Problem - Please copy the material below word for word, starting at the line that contains "the girl's ear." and ending at the line that contains "column 228, row 160", with both of those lines included. Give only those lines.

Records provided -
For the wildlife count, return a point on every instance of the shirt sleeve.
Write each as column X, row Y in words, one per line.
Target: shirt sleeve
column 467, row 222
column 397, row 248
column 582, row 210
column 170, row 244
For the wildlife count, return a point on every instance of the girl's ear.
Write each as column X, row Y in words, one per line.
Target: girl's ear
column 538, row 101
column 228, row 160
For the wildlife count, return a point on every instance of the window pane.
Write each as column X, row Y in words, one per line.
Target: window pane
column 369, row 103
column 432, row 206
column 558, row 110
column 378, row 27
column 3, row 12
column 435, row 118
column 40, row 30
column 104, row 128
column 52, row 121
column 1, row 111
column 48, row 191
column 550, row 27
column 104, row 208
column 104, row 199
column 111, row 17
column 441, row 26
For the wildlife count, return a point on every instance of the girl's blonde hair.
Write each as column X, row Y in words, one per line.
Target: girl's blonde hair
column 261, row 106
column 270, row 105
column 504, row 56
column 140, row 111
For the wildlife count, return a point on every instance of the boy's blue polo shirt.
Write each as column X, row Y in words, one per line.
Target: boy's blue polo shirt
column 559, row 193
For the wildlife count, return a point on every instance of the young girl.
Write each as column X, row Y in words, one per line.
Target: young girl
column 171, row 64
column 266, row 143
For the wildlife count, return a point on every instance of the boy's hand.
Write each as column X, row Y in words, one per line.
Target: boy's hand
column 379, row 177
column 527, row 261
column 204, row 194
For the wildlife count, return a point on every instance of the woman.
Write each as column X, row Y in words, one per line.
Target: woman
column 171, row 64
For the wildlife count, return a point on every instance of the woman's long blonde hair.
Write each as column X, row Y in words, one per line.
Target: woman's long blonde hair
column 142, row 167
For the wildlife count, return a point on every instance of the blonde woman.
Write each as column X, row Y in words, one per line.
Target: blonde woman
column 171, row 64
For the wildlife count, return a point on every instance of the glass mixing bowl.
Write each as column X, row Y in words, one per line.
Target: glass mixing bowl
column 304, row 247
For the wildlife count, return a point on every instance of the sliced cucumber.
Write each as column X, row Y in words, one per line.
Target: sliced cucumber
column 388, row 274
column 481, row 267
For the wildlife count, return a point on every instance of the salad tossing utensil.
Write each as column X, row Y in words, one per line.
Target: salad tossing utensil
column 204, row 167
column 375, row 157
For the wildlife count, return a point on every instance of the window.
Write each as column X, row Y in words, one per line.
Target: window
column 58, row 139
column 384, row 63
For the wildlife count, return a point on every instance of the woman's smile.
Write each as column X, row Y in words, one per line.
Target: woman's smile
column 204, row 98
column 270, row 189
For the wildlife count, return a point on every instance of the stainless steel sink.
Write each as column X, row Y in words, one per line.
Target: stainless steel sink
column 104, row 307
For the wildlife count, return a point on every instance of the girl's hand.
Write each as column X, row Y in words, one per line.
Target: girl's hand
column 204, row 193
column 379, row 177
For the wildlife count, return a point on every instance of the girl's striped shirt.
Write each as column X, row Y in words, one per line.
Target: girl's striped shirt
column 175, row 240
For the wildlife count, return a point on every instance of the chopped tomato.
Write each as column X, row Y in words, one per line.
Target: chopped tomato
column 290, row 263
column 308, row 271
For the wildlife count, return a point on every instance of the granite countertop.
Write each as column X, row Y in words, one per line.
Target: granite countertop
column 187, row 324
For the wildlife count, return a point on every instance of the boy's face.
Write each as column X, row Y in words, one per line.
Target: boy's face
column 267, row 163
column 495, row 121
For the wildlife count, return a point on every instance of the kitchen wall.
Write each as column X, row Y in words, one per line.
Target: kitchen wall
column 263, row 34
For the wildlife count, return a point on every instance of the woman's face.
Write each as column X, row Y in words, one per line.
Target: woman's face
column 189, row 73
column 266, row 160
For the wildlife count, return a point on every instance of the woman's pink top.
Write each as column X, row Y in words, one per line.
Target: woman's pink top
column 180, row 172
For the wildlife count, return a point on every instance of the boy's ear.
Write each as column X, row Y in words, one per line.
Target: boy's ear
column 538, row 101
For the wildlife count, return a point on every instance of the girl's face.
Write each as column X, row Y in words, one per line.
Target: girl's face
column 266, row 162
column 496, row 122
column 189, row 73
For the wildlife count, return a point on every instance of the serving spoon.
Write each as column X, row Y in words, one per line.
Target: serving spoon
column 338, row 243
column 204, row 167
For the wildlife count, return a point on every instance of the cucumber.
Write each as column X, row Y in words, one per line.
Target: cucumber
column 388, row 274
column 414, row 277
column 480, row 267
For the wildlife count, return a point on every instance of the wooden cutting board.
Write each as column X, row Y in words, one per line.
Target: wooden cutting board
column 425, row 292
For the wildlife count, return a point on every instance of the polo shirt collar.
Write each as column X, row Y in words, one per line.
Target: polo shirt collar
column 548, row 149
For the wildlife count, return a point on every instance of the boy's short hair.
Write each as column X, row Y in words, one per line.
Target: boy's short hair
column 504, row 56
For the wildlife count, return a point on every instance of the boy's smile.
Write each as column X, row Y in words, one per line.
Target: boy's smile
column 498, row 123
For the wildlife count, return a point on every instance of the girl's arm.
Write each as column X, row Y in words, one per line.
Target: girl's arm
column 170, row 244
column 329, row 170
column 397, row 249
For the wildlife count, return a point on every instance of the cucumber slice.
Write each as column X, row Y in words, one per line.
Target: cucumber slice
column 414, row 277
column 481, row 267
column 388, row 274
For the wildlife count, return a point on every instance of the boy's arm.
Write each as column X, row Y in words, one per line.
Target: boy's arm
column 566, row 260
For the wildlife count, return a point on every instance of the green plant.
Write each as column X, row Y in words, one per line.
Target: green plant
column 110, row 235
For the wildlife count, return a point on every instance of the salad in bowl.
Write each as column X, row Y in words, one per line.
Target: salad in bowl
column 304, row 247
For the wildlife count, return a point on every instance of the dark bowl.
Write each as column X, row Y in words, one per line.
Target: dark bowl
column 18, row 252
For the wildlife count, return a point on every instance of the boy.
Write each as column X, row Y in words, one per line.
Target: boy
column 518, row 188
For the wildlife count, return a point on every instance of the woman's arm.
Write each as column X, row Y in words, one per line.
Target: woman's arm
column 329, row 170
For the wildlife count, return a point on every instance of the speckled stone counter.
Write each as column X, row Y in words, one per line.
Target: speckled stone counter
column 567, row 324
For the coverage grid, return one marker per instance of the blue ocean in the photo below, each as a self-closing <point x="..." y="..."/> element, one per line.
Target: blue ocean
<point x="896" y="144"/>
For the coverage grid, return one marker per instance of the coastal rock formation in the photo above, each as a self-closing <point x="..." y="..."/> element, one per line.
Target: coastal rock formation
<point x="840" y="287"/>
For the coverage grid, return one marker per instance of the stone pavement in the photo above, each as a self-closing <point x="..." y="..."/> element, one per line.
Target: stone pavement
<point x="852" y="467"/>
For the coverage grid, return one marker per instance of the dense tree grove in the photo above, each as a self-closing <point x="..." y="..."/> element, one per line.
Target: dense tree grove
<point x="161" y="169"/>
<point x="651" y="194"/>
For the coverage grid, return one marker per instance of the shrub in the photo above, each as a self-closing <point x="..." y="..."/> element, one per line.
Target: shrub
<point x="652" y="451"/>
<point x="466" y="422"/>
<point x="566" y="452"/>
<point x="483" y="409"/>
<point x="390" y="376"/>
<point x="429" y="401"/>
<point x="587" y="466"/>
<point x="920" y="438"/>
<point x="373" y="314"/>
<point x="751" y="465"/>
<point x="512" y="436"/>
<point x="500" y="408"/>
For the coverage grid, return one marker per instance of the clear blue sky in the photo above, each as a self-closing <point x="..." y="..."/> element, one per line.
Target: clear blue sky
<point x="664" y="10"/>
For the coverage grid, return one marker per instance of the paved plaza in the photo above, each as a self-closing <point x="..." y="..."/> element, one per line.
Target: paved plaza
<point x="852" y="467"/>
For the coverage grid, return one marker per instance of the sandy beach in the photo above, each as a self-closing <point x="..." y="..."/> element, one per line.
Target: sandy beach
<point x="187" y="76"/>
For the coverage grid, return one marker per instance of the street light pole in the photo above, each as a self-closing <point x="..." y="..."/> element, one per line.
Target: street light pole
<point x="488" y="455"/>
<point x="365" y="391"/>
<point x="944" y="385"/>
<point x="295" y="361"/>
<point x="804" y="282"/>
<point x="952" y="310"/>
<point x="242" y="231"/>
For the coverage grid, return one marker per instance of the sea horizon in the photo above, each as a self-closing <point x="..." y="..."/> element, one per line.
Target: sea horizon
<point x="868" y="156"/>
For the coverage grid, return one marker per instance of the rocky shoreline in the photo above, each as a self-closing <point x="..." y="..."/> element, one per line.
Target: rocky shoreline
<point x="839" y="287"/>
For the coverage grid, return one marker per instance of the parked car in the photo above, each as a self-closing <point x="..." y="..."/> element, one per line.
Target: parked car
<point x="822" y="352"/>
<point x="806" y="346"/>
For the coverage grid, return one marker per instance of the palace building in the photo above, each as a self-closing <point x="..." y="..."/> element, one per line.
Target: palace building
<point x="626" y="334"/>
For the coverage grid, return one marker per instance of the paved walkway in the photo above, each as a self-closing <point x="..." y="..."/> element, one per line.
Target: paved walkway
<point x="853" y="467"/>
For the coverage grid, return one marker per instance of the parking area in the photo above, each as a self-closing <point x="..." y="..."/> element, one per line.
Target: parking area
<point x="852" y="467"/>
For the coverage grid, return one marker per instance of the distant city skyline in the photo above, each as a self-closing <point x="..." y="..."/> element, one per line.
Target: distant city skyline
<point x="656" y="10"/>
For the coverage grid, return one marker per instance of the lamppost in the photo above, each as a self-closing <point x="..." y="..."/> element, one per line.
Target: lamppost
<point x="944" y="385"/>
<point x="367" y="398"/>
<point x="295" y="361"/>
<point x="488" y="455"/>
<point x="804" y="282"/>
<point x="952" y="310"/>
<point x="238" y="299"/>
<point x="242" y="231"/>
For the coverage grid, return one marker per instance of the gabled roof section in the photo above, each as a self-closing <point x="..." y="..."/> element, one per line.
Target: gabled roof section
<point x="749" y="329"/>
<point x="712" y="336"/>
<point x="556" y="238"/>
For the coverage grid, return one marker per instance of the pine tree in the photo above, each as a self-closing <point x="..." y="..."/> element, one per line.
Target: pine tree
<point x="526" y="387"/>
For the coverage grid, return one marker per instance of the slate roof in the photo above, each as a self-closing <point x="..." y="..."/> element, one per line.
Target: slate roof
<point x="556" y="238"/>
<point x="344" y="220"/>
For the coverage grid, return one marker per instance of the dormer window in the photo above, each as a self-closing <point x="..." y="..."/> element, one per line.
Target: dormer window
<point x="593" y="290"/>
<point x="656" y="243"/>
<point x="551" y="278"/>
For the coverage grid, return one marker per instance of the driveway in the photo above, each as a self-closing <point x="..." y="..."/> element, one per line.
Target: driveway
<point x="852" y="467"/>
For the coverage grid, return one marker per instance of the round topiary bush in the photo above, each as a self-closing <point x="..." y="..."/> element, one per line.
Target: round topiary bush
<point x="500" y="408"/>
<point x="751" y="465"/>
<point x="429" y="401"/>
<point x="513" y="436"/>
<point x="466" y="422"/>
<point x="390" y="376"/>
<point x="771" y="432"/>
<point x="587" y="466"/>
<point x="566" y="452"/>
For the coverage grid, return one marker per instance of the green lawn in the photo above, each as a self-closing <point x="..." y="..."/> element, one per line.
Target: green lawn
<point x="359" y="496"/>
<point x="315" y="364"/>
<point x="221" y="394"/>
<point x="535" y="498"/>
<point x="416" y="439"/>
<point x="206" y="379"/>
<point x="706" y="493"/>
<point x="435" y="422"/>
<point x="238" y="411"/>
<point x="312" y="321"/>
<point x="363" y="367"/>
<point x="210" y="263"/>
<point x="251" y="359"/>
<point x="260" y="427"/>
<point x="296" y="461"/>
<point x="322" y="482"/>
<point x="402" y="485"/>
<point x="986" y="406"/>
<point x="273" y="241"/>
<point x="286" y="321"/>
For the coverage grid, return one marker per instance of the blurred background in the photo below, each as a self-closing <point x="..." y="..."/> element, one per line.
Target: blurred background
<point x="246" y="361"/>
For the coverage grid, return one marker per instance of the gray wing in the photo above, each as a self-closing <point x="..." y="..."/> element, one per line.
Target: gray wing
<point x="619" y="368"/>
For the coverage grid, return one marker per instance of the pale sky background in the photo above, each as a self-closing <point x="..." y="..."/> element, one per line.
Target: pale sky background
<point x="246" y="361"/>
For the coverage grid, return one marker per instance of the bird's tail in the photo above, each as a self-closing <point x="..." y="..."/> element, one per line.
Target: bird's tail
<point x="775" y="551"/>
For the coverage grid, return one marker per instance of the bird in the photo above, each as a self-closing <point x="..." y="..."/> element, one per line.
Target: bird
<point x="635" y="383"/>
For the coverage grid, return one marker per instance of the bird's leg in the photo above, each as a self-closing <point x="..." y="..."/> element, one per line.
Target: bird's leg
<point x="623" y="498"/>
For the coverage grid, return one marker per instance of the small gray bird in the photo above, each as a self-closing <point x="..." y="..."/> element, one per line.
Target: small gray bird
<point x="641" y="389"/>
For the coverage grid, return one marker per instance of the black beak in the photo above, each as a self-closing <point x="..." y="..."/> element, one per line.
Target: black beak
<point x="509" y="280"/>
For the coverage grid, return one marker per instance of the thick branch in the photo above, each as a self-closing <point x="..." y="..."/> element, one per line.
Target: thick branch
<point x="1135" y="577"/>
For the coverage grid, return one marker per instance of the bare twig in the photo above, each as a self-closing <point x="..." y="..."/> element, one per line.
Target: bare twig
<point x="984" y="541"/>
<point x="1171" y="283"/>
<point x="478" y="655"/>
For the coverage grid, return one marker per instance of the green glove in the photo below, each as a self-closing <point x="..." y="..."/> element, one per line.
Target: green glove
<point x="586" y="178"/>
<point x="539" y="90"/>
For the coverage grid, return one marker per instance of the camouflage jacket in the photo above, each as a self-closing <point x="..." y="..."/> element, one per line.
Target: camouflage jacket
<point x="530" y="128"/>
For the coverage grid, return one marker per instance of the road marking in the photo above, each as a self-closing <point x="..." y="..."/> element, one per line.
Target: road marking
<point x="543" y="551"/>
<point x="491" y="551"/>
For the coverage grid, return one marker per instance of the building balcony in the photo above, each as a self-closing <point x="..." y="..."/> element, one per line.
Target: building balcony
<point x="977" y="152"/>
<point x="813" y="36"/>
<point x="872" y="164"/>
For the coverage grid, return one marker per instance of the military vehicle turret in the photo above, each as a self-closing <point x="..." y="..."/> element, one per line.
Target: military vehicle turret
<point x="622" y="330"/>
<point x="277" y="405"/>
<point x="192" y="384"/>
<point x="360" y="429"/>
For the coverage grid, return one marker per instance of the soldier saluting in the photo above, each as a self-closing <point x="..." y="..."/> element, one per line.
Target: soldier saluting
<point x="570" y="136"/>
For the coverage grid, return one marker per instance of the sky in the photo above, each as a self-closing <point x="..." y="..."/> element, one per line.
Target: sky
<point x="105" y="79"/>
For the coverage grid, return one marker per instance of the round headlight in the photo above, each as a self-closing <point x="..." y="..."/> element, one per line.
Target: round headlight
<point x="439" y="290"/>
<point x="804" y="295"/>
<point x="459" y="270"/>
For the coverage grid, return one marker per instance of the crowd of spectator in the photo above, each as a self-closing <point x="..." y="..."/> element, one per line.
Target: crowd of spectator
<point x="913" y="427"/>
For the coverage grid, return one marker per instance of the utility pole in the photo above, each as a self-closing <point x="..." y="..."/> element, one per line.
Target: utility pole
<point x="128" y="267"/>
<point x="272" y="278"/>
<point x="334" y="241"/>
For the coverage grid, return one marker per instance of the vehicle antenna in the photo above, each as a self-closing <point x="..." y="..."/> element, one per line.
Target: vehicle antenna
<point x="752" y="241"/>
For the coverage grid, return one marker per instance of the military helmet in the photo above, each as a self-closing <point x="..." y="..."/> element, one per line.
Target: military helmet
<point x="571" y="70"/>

Output of the exercise -
For the wildlife count, return a point on every instance of the girl's ear.
Write each as column X, row Y in words, one per line.
Target: girl's ear
column 538, row 101
column 228, row 160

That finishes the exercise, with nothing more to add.